— Start Extracted text —

# What have we learned so far?
---

1. Python
  - Assigning variables
  - Working with data types
  - Calling functions
  - Defining functions
  - If... elif... else...
  - For i in np.arange...
2. Arrays
  - Creating arrays (same type!)
  - Operations between arrays (add, mult)
  - Adding elements to arrays (using np.append)
3. Tables
  - Reading tables
  - Creating new tables
  - Grabbing data from columns
  - Creating a copy with additional columns
  - Creating a copy with only certain columns
  - Creating a copy with only certain rows
  - Creating a copy with rows grouped on a column and a collection function
  - Creating a pivot table on two columns and a collection function
  - Applying a function that takes the elements in a column(s) as parameters
4. Plots
  - Creating bar charts from 'category' and 'y' columns
  - Creating scatter plots and line plots from 'x' and 'y' columns
  - Creating histograms to count occurrences/density
5. Correlation/Causation/Statistics
  - Definition of correlation
  - Definition of causation
  - Does correlation imply causation?
  - Some ways to poke holes in an argument
  - How to measure probability (chance of...)

---

So... that's a lot of stuff when you write it out, but you'll be getting a cheat-sheet with the syntax of any functions we've used.  All you need to know is what they do and what they're useful for.

# Before we begin: Any questions about anything in class?
---

We don't necessarily need to get through this entire notebook, you can treat it more as a practice test that we're doing together.

What's most important is that we're all solid on the information covered in lecture, that way we can figure out how to apply it to various datasets and find answers to questions!

Anything and everything that you're unclear about, ask about it now!  No need to be shy, there are definitely others worried about the same thing.

# Tonight's Dataset:
---

From kaggle user Randi H Griffin:
>This is a historical dataset on the modern Olympic Games, including all the Games from Athens 1896 to Rio 2016. I scraped this data from www.sports-reference.com in May 2018. The R code I used to scrape and wrangle the data is on GitHub. I recommend checking my kernel before starting your own analysis.
>
>Note that the Winter and Summer Games were held in the same year up until 1992. After that, they staggered them such that Winter Games occur on a four year cycle starting with 1994, then Summer in 1996, then Winter in 1998, and so on. A common mistake people make when analyzing this data is to assume that the Summer and Winter Games have always been staggered.

— End Extracted text —
— Start Stored records —

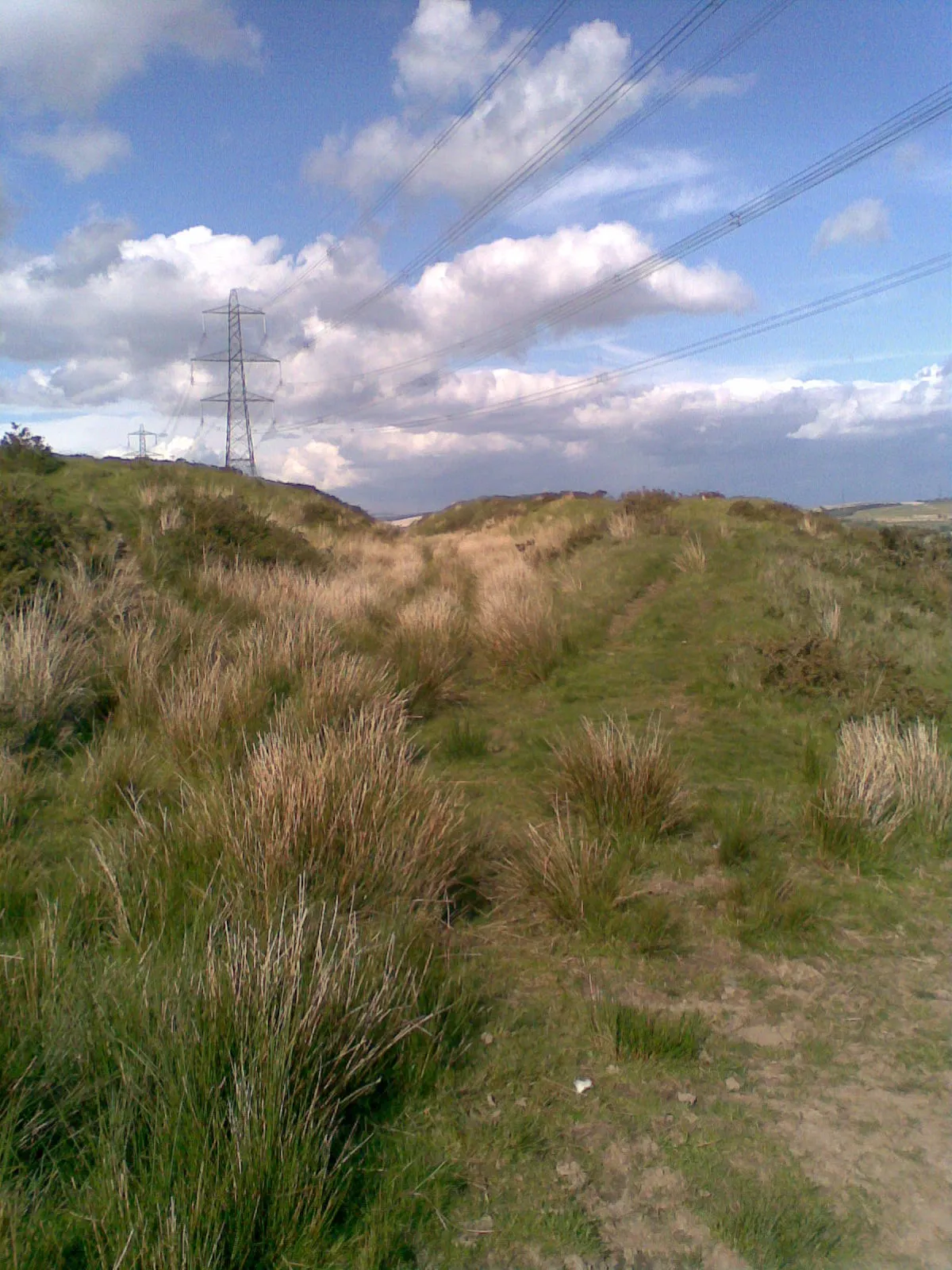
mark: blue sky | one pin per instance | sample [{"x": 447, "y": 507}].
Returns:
[{"x": 155, "y": 156}]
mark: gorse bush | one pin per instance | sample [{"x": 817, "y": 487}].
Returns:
[
  {"x": 621, "y": 780},
  {"x": 36, "y": 539},
  {"x": 232, "y": 530}
]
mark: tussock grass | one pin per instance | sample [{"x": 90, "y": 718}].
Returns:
[
  {"x": 638, "y": 1033},
  {"x": 352, "y": 810},
  {"x": 206, "y": 694},
  {"x": 589, "y": 882},
  {"x": 692, "y": 556},
  {"x": 579, "y": 878},
  {"x": 254, "y": 1064},
  {"x": 885, "y": 776},
  {"x": 742, "y": 831},
  {"x": 621, "y": 780},
  {"x": 517, "y": 622},
  {"x": 428, "y": 647},
  {"x": 48, "y": 672},
  {"x": 774, "y": 910},
  {"x": 342, "y": 687}
]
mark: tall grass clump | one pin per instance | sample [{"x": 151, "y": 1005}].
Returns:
[
  {"x": 517, "y": 622},
  {"x": 692, "y": 556},
  {"x": 621, "y": 780},
  {"x": 351, "y": 808},
  {"x": 584, "y": 880},
  {"x": 579, "y": 878},
  {"x": 340, "y": 687},
  {"x": 886, "y": 776},
  {"x": 48, "y": 672},
  {"x": 428, "y": 645},
  {"x": 209, "y": 1108}
]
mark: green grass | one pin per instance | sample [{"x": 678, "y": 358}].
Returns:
[
  {"x": 465, "y": 740},
  {"x": 140, "y": 1064},
  {"x": 645, "y": 1034}
]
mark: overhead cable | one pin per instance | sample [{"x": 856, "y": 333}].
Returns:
[
  {"x": 603, "y": 379},
  {"x": 585, "y": 118},
  {"x": 518, "y": 55}
]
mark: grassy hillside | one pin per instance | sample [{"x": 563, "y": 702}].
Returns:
[{"x": 560, "y": 883}]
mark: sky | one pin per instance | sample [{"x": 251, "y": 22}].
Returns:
[{"x": 156, "y": 156}]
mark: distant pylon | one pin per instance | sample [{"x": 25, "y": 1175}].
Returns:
[
  {"x": 239, "y": 442},
  {"x": 143, "y": 440}
]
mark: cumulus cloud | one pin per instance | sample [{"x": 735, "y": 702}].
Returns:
[
  {"x": 80, "y": 149},
  {"x": 447, "y": 48},
  {"x": 102, "y": 328},
  {"x": 863, "y": 221},
  {"x": 67, "y": 55},
  {"x": 524, "y": 111}
]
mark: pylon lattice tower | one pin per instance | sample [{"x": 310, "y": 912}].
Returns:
[
  {"x": 239, "y": 442},
  {"x": 143, "y": 440}
]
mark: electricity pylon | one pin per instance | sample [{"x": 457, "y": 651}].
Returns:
[
  {"x": 239, "y": 444},
  {"x": 143, "y": 438}
]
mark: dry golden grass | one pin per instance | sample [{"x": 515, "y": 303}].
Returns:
[
  {"x": 692, "y": 556},
  {"x": 621, "y": 780},
  {"x": 517, "y": 624},
  {"x": 352, "y": 810},
  {"x": 886, "y": 774},
  {"x": 48, "y": 667},
  {"x": 622, "y": 526},
  {"x": 575, "y": 876},
  {"x": 428, "y": 645},
  {"x": 205, "y": 692},
  {"x": 340, "y": 687}
]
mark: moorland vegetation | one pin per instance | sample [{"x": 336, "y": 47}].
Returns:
[{"x": 332, "y": 856}]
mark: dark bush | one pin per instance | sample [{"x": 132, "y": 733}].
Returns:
[
  {"x": 232, "y": 530},
  {"x": 21, "y": 451},
  {"x": 35, "y": 539}
]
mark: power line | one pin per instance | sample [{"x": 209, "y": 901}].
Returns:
[
  {"x": 681, "y": 86},
  {"x": 606, "y": 101},
  {"x": 518, "y": 55},
  {"x": 812, "y": 309},
  {"x": 505, "y": 334}
]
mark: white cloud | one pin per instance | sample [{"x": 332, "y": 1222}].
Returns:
[
  {"x": 645, "y": 169},
  {"x": 863, "y": 221},
  {"x": 67, "y": 55},
  {"x": 102, "y": 329},
  {"x": 524, "y": 111},
  {"x": 80, "y": 149},
  {"x": 448, "y": 48}
]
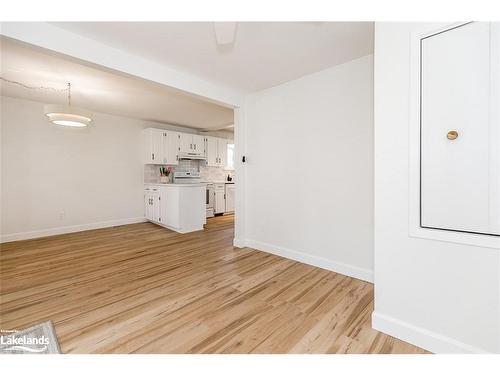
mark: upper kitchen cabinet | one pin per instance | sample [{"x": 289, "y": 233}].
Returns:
[
  {"x": 459, "y": 129},
  {"x": 192, "y": 145},
  {"x": 222, "y": 149},
  {"x": 161, "y": 146},
  {"x": 153, "y": 145},
  {"x": 211, "y": 152},
  {"x": 216, "y": 151},
  {"x": 171, "y": 147}
]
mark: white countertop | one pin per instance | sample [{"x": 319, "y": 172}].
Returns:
[
  {"x": 219, "y": 182},
  {"x": 175, "y": 185}
]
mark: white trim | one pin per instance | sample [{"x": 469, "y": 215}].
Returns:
[
  {"x": 414, "y": 228},
  {"x": 237, "y": 242},
  {"x": 313, "y": 260},
  {"x": 421, "y": 337},
  {"x": 69, "y": 229}
]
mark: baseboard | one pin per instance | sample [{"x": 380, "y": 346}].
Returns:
[
  {"x": 421, "y": 337},
  {"x": 238, "y": 242},
  {"x": 68, "y": 229},
  {"x": 313, "y": 260}
]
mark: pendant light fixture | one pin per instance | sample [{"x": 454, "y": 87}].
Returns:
[{"x": 67, "y": 115}]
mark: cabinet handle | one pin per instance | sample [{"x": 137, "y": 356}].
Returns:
[{"x": 452, "y": 135}]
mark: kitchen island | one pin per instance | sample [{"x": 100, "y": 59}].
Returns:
[{"x": 179, "y": 207}]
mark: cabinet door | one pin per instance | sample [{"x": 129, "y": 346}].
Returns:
[
  {"x": 199, "y": 144},
  {"x": 157, "y": 146},
  {"x": 186, "y": 143},
  {"x": 230, "y": 197},
  {"x": 459, "y": 93},
  {"x": 220, "y": 202},
  {"x": 148, "y": 207},
  {"x": 222, "y": 149},
  {"x": 211, "y": 151},
  {"x": 171, "y": 149},
  {"x": 152, "y": 146},
  {"x": 156, "y": 211}
]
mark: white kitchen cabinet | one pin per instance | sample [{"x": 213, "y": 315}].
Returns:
[
  {"x": 171, "y": 147},
  {"x": 199, "y": 144},
  {"x": 230, "y": 190},
  {"x": 153, "y": 146},
  {"x": 460, "y": 131},
  {"x": 152, "y": 209},
  {"x": 222, "y": 149},
  {"x": 211, "y": 152},
  {"x": 192, "y": 144},
  {"x": 216, "y": 151},
  {"x": 220, "y": 198},
  {"x": 180, "y": 207}
]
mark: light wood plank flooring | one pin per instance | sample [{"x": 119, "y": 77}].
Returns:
[{"x": 144, "y": 289}]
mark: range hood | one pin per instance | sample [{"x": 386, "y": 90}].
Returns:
[{"x": 192, "y": 156}]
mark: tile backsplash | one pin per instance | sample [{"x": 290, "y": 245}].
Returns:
[{"x": 152, "y": 172}]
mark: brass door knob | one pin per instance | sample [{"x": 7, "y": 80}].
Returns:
[{"x": 452, "y": 135}]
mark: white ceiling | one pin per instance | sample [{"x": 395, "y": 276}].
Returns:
[
  {"x": 263, "y": 55},
  {"x": 100, "y": 90}
]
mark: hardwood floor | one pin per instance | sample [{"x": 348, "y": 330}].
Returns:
[{"x": 143, "y": 289}]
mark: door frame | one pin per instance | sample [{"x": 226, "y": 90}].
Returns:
[{"x": 414, "y": 162}]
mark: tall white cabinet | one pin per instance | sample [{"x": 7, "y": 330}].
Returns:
[
  {"x": 192, "y": 144},
  {"x": 460, "y": 129},
  {"x": 161, "y": 146},
  {"x": 216, "y": 151}
]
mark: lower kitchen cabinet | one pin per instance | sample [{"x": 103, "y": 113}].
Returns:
[
  {"x": 152, "y": 209},
  {"x": 178, "y": 207}
]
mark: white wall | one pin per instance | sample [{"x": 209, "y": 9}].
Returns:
[
  {"x": 441, "y": 296},
  {"x": 309, "y": 174},
  {"x": 94, "y": 176}
]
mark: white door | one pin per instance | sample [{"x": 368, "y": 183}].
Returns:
[
  {"x": 157, "y": 146},
  {"x": 156, "y": 212},
  {"x": 153, "y": 146},
  {"x": 171, "y": 149},
  {"x": 220, "y": 201},
  {"x": 199, "y": 144},
  {"x": 186, "y": 143},
  {"x": 230, "y": 197},
  {"x": 459, "y": 93},
  {"x": 212, "y": 154},
  {"x": 222, "y": 150}
]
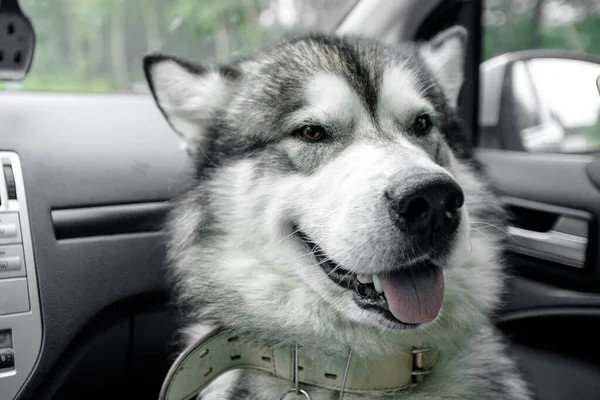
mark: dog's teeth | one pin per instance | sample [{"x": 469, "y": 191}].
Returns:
[{"x": 377, "y": 284}]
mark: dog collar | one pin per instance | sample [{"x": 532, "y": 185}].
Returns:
[{"x": 218, "y": 352}]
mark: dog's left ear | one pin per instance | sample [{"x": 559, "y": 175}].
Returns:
[
  {"x": 444, "y": 55},
  {"x": 189, "y": 94}
]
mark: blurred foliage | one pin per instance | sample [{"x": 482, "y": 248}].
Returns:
[
  {"x": 97, "y": 45},
  {"x": 512, "y": 25}
]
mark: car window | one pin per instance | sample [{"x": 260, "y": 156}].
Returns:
[
  {"x": 548, "y": 55},
  {"x": 97, "y": 45},
  {"x": 527, "y": 110}
]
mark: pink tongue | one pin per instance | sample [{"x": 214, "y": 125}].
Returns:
[{"x": 414, "y": 296}]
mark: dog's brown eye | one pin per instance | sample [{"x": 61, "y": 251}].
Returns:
[
  {"x": 422, "y": 124},
  {"x": 313, "y": 133}
]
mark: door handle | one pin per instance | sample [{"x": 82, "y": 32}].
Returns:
[{"x": 566, "y": 243}]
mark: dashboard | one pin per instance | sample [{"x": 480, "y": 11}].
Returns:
[{"x": 85, "y": 186}]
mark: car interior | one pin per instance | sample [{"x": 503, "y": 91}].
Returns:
[{"x": 88, "y": 174}]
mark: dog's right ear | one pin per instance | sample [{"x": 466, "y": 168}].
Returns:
[{"x": 188, "y": 94}]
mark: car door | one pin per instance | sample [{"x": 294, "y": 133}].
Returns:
[{"x": 551, "y": 191}]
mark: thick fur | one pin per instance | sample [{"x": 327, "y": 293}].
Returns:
[{"x": 233, "y": 254}]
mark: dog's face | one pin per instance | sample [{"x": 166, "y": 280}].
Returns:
[{"x": 326, "y": 186}]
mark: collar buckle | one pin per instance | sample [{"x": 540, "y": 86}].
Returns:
[{"x": 418, "y": 373}]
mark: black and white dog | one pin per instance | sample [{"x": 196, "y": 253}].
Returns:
[{"x": 336, "y": 206}]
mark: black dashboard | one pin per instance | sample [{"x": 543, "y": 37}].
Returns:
[{"x": 98, "y": 172}]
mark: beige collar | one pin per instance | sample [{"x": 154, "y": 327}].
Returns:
[{"x": 217, "y": 353}]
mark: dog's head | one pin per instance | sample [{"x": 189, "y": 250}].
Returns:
[{"x": 328, "y": 194}]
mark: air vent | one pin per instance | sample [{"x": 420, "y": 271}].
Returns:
[{"x": 11, "y": 185}]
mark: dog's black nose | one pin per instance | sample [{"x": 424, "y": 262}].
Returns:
[{"x": 428, "y": 207}]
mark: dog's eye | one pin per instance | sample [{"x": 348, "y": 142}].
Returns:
[
  {"x": 422, "y": 124},
  {"x": 312, "y": 133}
]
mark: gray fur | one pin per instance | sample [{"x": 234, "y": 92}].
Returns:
[{"x": 234, "y": 256}]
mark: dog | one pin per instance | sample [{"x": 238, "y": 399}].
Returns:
[{"x": 335, "y": 205}]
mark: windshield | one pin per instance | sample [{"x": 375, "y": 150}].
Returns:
[{"x": 97, "y": 45}]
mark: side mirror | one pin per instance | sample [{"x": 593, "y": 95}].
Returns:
[{"x": 17, "y": 41}]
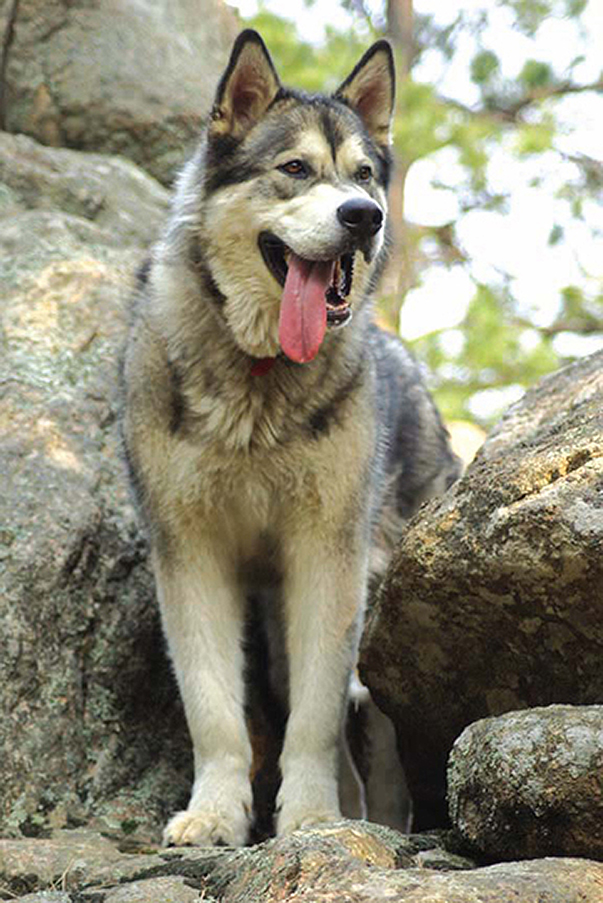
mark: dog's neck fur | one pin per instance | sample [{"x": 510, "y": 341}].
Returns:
[{"x": 238, "y": 410}]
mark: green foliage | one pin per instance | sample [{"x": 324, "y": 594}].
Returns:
[
  {"x": 536, "y": 74},
  {"x": 314, "y": 68},
  {"x": 483, "y": 66}
]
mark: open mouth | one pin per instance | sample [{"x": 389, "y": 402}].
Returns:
[{"x": 276, "y": 256}]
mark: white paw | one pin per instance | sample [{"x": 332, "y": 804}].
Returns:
[
  {"x": 207, "y": 828},
  {"x": 306, "y": 799},
  {"x": 290, "y": 820}
]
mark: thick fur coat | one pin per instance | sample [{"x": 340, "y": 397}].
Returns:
[{"x": 275, "y": 437}]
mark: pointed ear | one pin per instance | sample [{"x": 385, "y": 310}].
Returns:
[
  {"x": 370, "y": 90},
  {"x": 247, "y": 88}
]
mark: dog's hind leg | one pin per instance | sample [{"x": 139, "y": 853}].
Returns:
[
  {"x": 323, "y": 601},
  {"x": 202, "y": 612}
]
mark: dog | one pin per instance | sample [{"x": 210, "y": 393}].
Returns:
[{"x": 275, "y": 437}]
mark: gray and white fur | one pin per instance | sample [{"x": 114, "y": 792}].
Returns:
[{"x": 257, "y": 475}]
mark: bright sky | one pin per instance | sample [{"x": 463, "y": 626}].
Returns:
[{"x": 516, "y": 242}]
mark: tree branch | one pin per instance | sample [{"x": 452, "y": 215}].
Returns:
[{"x": 509, "y": 113}]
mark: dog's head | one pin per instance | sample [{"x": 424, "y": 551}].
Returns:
[{"x": 295, "y": 198}]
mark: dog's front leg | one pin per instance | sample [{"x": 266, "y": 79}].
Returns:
[
  {"x": 324, "y": 597},
  {"x": 202, "y": 612}
]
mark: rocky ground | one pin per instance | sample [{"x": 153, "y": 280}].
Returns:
[{"x": 488, "y": 619}]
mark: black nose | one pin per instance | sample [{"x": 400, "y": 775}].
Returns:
[{"x": 361, "y": 216}]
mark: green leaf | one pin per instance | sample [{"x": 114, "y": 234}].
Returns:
[
  {"x": 536, "y": 74},
  {"x": 556, "y": 234},
  {"x": 483, "y": 66}
]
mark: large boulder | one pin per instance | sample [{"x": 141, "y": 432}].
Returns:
[
  {"x": 493, "y": 599},
  {"x": 90, "y": 722},
  {"x": 530, "y": 783},
  {"x": 114, "y": 75}
]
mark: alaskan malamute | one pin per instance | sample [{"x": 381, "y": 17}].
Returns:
[{"x": 275, "y": 437}]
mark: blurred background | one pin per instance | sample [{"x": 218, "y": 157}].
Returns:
[{"x": 497, "y": 274}]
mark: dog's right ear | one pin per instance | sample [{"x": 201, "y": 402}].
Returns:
[{"x": 247, "y": 88}]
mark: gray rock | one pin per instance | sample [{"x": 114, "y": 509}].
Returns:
[
  {"x": 109, "y": 191},
  {"x": 358, "y": 863},
  {"x": 90, "y": 718},
  {"x": 117, "y": 76},
  {"x": 530, "y": 783},
  {"x": 168, "y": 890},
  {"x": 68, "y": 860},
  {"x": 493, "y": 600},
  {"x": 354, "y": 862}
]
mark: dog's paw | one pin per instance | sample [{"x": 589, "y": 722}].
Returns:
[{"x": 207, "y": 828}]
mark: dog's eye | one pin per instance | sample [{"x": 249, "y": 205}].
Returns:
[
  {"x": 364, "y": 174},
  {"x": 295, "y": 168}
]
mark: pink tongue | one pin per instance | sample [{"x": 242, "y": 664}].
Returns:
[{"x": 303, "y": 318}]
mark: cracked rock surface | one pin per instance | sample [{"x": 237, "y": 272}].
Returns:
[
  {"x": 493, "y": 599},
  {"x": 353, "y": 862},
  {"x": 119, "y": 77},
  {"x": 530, "y": 783}
]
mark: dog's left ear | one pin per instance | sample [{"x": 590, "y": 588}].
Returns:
[
  {"x": 247, "y": 88},
  {"x": 370, "y": 90}
]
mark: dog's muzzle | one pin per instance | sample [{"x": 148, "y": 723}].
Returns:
[{"x": 361, "y": 217}]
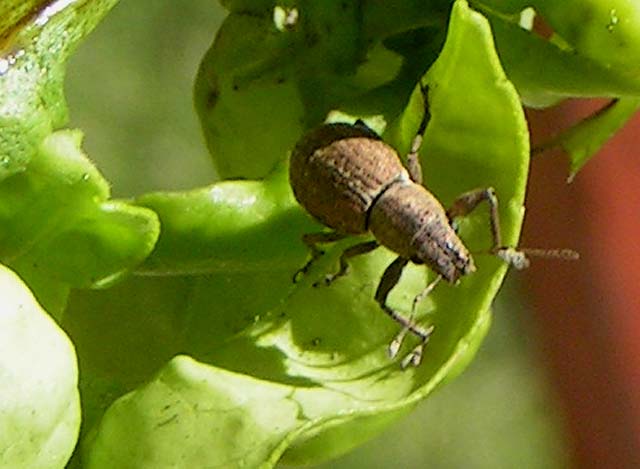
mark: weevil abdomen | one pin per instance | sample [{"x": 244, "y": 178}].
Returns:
[
  {"x": 410, "y": 221},
  {"x": 338, "y": 171}
]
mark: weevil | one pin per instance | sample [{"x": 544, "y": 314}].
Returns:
[{"x": 350, "y": 180}]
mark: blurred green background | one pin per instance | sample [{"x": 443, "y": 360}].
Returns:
[{"x": 129, "y": 90}]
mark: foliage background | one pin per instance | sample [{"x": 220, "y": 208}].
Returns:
[{"x": 129, "y": 89}]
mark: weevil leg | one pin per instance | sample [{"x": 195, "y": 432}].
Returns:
[
  {"x": 347, "y": 254},
  {"x": 389, "y": 280},
  {"x": 413, "y": 161},
  {"x": 311, "y": 240},
  {"x": 424, "y": 293},
  {"x": 467, "y": 202}
]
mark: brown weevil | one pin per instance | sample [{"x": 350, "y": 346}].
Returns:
[{"x": 346, "y": 177}]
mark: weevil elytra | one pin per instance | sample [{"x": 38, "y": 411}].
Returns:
[{"x": 354, "y": 183}]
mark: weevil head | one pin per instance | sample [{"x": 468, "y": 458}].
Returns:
[{"x": 444, "y": 253}]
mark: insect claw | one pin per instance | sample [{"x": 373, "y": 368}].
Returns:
[
  {"x": 396, "y": 343},
  {"x": 513, "y": 257},
  {"x": 414, "y": 357}
]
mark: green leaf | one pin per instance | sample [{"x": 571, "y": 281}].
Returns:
[
  {"x": 585, "y": 138},
  {"x": 59, "y": 229},
  {"x": 310, "y": 362},
  {"x": 39, "y": 401},
  {"x": 35, "y": 41},
  {"x": 566, "y": 73}
]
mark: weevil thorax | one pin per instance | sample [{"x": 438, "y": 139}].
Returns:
[
  {"x": 337, "y": 171},
  {"x": 410, "y": 221}
]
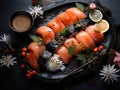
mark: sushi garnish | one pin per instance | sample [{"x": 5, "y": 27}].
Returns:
[{"x": 55, "y": 63}]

— End Stored records —

Goals:
1) Answer these about the review notebook:
(a) Which function does it list for adding elements to arrays?
(b) From which website was the Olympic data scraped, and in what month and year?
(c) Up until what year were the Winter and Summer Games held in the same year?
2) Can you print the part of the review notebook that opens with the words containing "# Before we" and closes with "answers to questions!"?

Answers given:
1)
(a) np.append
(b) www.sports-reference.com, in May 2018
(c) 1992

2)
# Before we begin: Any questions about anything in class?
---

We don't necessarily need to get through this entire notebook, you can treat it more as a practice test that we're doing together.

What's most important is that we're all solid on the information covered in lecture, that way we can figure out how to apply it to various datasets and find answers to questions!